### FRAGMENTO DEL TEXTO

Este es el dualismo mente/cuerpo dentro del cual se inscribía la intervención
del profesor en aquel interludio propiciado por una falla eléctrica al que
aludí con anterioridad.
Y a la cual, reitero, respondí con la posición
monista –antepuesta a la dualista- que prevalece muy mayoritariamente en los neurofilósofos
de la actualidad, a los cuales se les cataloga como neurofilósofos
naturalistas. Su tesis se puede resumir a lo siguiente: para entender cualquier
asunto relacionado con el sistema nervioso humano, no es ni será nunca
necesario recurrir a otra utilería conceptual o explicativa que no sea la
suministrada por las ciencias de la naturaleza corrientemente aceptadas. Para
los neurofilósofos inscritos en esta escuela naturalista, se trata de refutar
cualquier doctrina pluralista; muy en particular el dualismo cartesiano. “Descartes
es el principal villano a desacreditar” nos dice Arana -en "¿Existe algo así como una
explicación neuronal de la conciencia?" (2009)-.

### DATOS ALMACENADOS
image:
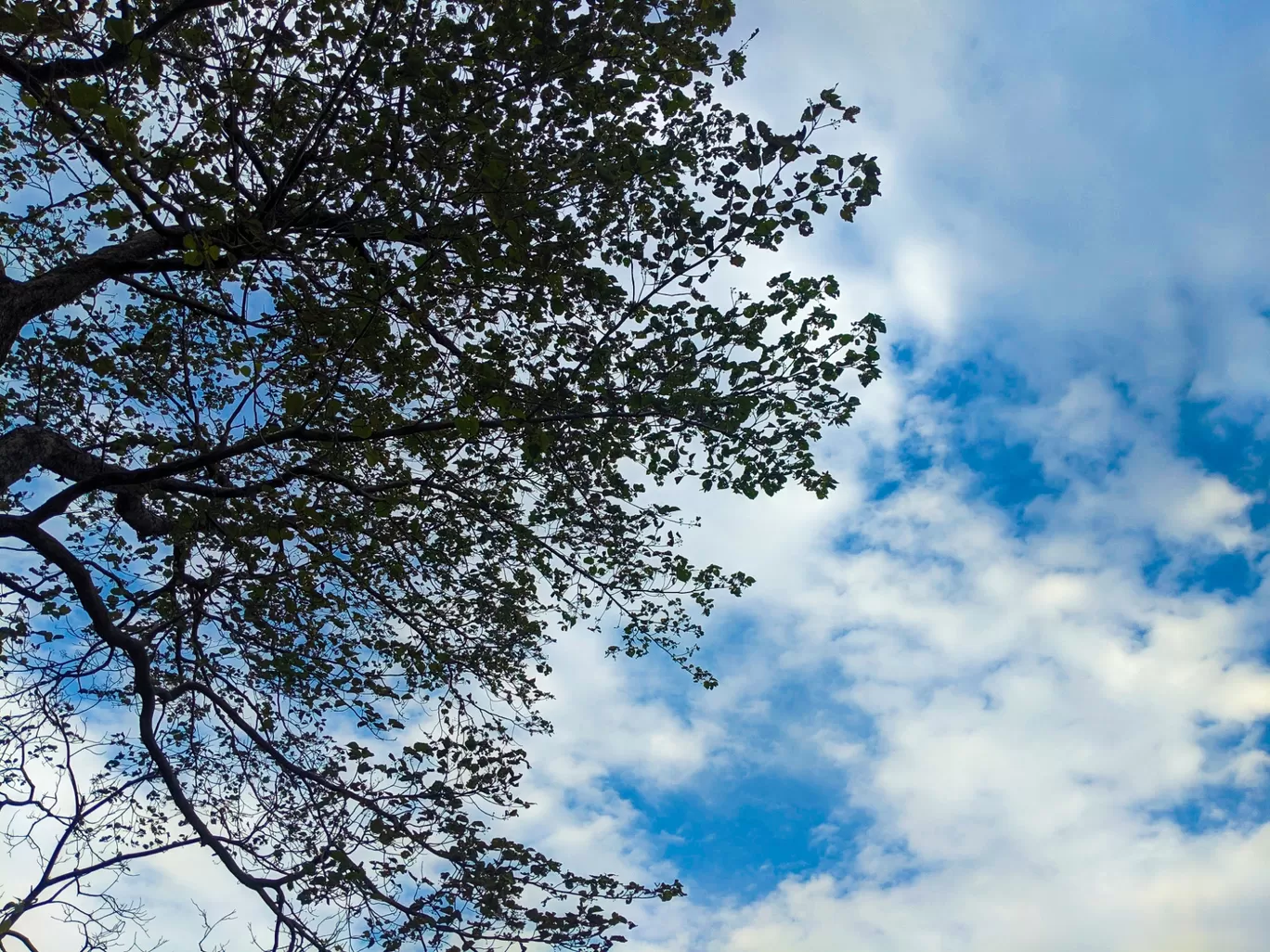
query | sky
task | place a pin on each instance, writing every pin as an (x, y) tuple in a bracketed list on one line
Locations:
[(1008, 688)]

### QUÉ SE PIDE
**A.** Según el texto sobre el dualismo mente/cuerpo, ¿con qué nombre se cataloga a los neurofilósofos de la actualidad que sostienen la posición monista?
**B.** Devuelve el pasaje del texto sobre el dualismo mente/cuerpo que abarca todo lo comprendido desde "Este es el dualismo" hasta "aludí con anterioridad.".

### TAREAS RESUELTAS
**A.** Se les cataloga como neurofilósofos naturalistas.

**B.**
Este es el dualismo mente/cuerpo dentro del cual se inscribía la intervención
del profesor en aquel interludio propiciado por una falla eléctrica al que
aludí con anterioridad.